[Records from a dataset]
---+---

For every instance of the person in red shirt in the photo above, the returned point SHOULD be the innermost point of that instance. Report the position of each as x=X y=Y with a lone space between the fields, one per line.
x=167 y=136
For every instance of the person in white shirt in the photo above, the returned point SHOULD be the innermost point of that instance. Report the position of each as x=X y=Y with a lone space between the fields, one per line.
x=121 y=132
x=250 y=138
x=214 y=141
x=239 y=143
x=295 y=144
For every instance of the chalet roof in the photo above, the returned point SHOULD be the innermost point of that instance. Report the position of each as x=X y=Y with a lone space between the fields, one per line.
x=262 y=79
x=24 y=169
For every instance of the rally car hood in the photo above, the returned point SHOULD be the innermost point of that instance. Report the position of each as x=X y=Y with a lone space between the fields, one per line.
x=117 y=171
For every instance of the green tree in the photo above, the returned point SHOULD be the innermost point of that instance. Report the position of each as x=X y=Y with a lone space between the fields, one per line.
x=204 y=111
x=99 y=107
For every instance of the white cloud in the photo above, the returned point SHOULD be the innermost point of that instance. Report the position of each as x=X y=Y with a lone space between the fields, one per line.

---+---

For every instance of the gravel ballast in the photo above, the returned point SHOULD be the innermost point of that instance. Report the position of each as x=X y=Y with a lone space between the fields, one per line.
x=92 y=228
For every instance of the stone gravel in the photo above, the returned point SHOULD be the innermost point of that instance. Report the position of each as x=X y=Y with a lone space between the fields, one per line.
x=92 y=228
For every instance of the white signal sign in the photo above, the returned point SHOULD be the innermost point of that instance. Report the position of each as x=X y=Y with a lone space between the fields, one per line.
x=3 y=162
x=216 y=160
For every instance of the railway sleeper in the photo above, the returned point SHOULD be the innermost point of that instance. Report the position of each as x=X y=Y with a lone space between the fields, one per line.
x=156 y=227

---+---

• _The task_: Scale the stretch that opens with the line containing "For every instance of the railway" and closes with the line containing "x=156 y=227", both included. Write those lines out again, requests unchanged, multiplying each answer coordinate by 1.85 and rounding to whole numbers with halves rounded up, and give nothing beyond them.

• _Answer in full_:
For every instance of the railway sleeper in the photo above, the returned point SHOULD be the innermost point of that instance. Report the position of each as x=X y=Y with a lone space between the fields, one per line.
x=289 y=420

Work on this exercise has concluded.